* _TEXT EXCERPT_:
A family welcome from St. John Vianney online

Brendan Kiel of St. John Vianney Parish in Bettendorf reads from Scripture during a livestreamed prayer service called Taize Praise on May 6. Brendan’s parents, Eleanor and Micah Kiel, lead Taize Praise at 6:30 p.m. Wednesday nights from their home.

By Barb Arland-Fye
The Catholic Messenger

Lit candles in glass holders surround two framed images. One is an icon of the Blessed Virgin Mary, depicted in a tender pose with baby Jesus, and the other is a small, black and white painting of St. Cecilia, the patron saint of musicians. The items rest on a blue cloth tucked into a wall recess in the home of Micah and Eleanor Kiel and their sons Harrison and Brendan.

Welcome to Taize Praise on Wednesday nights on Facebook Live, one of the intimate ways that St. John Vianney Parish in Bettendorf reaches out to parishioners and others in the time of the coronavirus.

Eleanor, the parish’s director of liturgy and music, appears on camera (May 20), to welcome the online community into her family’s home. “We’ve had some gray days, so we’re lighting our candles to bring a little light into our home and we hope our prayer this evening brings a little light and goodness into your home as well.”


She explains that prayer in the style of Taize consists of short simple songs, sung in repetition. The prayer service also includes some readings, a brief time for silent prayer, intercessions and praise music at the end for fun and to give joyful praise to God.

Each family member participates in some way, mostly off camera, to maintain a meditative atmosphere. Husband Micah plays the guitar and sings along with Eleanor, who also provides accompaniment on the piano. Harrison plays the violin and usually gives one of the Scripture readings. Brendan plays percussion and also does a reading on occasion.

Opening her family’s home for half-hour virtual prayer services on Wednesdays (Taize Praise) and Sundays (Evening Prayer) at 6:30 p.m. on Facebook gives Eleanor an opportunity to continue her ministry. She also prepares and performs the music for the weekly Masses, which are livestreamed on Facebook and the website. During the week, she researches ideas for other opportunities in liturgy and music. “I felt this was a time to do more prayer,” she said, referring to the ongoing pandemic that has caused suspension of the public celebration of Mass and other liturgies.

“We have weekly staff meetings (via Zoom) and I have had monthly (or twice a month) meetings with our liturgy commission (via Zoom),” she said, for collaboration, coordination and brainstorming.

Eleanor describes the first week of the shutdown as a time to absorb the shock of the situation. Bishop Thomas Zinkula and his staff, including Deacon Frank Agnoli, diocesan director of liturgy, gave good guidance and general rules to help parishes to proceed, Eleanor said. “Even though the Mass is universal, there is a realization that people really want to connect with their own community.”

Eleanor gives credit also to Mitchell Narvasa, St. John Vianney’s pastoral associate for evangelization. He has the technological expertise to keep the ministries moving. “Most of our efforts have been via Facebook,” Mitchell says. “Our parish is sending out mini-bulletins every weekend to keep people posted with what’s going on. We’ve also been showing a video before Mass for the last three weeks highlighting religious education families and preschool graduates saying ‘Hello SJV’ and then a short message of encouragement at the end. These next coming weeks, we will be highlighting graduating high school seniors, confirmandi, and more Apostles of Hymn performances (a youth ensemble for students in 7th-12th grade).”

* _Collected data_:
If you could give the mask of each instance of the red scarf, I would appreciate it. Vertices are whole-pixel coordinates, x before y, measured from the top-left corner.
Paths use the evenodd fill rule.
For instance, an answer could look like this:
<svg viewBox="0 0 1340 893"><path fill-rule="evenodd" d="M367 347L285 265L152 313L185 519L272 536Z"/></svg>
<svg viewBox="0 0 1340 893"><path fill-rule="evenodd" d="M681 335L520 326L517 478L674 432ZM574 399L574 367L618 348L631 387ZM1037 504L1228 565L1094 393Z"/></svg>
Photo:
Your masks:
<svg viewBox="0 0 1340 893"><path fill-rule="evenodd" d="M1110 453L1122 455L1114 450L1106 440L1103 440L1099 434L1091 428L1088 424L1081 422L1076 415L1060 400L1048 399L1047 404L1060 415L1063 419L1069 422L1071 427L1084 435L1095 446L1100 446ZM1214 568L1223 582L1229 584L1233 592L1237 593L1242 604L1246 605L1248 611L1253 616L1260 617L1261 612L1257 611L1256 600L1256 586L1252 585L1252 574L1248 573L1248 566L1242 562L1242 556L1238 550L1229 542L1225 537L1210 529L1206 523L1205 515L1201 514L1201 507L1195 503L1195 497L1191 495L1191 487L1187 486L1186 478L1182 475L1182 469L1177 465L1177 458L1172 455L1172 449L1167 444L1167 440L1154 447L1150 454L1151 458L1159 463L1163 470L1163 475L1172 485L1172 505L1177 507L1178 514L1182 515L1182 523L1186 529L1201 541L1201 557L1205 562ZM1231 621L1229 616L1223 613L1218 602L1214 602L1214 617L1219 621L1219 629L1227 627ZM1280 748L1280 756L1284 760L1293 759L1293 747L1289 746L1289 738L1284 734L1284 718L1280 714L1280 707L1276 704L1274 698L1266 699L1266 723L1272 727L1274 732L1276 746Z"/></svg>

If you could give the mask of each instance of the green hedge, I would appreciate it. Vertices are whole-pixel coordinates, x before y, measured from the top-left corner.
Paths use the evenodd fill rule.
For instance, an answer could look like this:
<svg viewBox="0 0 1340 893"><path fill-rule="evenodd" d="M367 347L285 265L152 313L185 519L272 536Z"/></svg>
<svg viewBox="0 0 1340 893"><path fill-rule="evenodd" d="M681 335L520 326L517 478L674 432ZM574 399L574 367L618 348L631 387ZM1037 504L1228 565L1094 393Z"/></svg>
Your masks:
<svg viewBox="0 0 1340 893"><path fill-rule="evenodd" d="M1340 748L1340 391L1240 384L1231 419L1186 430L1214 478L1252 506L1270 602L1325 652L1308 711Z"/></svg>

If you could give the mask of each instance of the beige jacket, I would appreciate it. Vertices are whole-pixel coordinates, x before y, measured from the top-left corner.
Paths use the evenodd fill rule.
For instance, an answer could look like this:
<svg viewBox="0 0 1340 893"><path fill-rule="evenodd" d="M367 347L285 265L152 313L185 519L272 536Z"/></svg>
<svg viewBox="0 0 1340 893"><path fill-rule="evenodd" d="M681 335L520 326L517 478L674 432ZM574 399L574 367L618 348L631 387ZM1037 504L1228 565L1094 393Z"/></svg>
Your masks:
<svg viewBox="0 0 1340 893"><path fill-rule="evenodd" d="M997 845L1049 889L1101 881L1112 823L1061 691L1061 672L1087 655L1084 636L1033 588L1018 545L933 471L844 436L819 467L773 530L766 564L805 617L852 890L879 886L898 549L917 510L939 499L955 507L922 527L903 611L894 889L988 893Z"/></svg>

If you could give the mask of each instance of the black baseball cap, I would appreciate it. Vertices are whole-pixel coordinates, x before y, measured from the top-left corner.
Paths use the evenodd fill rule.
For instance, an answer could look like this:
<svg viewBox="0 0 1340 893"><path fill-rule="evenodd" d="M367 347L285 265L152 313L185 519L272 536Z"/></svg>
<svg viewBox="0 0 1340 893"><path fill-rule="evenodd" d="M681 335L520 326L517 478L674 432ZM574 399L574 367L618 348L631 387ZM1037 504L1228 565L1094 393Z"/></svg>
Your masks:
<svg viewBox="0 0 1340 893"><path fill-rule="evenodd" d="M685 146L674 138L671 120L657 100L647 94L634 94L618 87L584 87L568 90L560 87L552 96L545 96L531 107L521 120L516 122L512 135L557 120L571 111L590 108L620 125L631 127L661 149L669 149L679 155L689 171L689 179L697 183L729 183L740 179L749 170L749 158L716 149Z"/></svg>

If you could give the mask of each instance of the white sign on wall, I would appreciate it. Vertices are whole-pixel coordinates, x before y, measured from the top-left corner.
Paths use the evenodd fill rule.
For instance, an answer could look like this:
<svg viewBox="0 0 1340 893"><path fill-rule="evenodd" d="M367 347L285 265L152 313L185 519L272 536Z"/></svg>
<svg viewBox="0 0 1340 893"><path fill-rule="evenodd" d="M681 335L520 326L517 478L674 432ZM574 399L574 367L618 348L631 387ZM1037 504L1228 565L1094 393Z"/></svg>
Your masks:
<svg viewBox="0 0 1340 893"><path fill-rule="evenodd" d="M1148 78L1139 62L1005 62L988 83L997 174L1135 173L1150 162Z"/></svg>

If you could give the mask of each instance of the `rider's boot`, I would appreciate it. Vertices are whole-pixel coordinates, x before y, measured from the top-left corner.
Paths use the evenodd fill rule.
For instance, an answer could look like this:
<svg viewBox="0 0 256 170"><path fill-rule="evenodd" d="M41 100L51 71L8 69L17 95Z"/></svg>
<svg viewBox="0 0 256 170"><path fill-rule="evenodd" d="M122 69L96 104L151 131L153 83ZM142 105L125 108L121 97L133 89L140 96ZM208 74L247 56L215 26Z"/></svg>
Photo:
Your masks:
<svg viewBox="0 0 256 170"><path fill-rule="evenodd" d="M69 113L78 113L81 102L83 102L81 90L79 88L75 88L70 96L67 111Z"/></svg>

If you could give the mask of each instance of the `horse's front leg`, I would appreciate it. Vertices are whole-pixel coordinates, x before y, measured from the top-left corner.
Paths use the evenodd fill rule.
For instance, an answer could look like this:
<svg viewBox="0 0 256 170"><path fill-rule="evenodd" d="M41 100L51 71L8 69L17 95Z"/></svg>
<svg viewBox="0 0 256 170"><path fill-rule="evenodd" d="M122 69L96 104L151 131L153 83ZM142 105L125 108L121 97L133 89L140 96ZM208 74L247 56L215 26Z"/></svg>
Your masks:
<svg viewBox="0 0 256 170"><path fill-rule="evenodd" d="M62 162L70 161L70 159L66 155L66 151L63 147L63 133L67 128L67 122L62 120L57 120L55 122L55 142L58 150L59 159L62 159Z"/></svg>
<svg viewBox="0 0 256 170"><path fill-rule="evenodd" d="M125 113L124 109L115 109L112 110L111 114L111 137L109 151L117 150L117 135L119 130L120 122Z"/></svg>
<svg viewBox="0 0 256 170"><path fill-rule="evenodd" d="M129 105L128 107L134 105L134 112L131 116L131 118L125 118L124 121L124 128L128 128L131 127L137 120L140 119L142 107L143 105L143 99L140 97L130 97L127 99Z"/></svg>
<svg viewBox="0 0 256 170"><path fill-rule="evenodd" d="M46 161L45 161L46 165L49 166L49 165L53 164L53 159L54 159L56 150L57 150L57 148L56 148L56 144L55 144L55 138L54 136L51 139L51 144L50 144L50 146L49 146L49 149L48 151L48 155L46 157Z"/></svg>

* _PROMPT_: In the article about the St. John Vianney Taize Praise service, why do the Kiel family members take part mostly off camera? Answer in one to three sentences.

* _TASK RESPONSE_: They stay mostly off camera to maintain a meditative atmosphere. Each of them still takes part: Micah plays guitar and sings, Eleanor sings and plays piano, Harrison plays violin and usually gives a reading, and Brendan plays percussion and sometimes reads.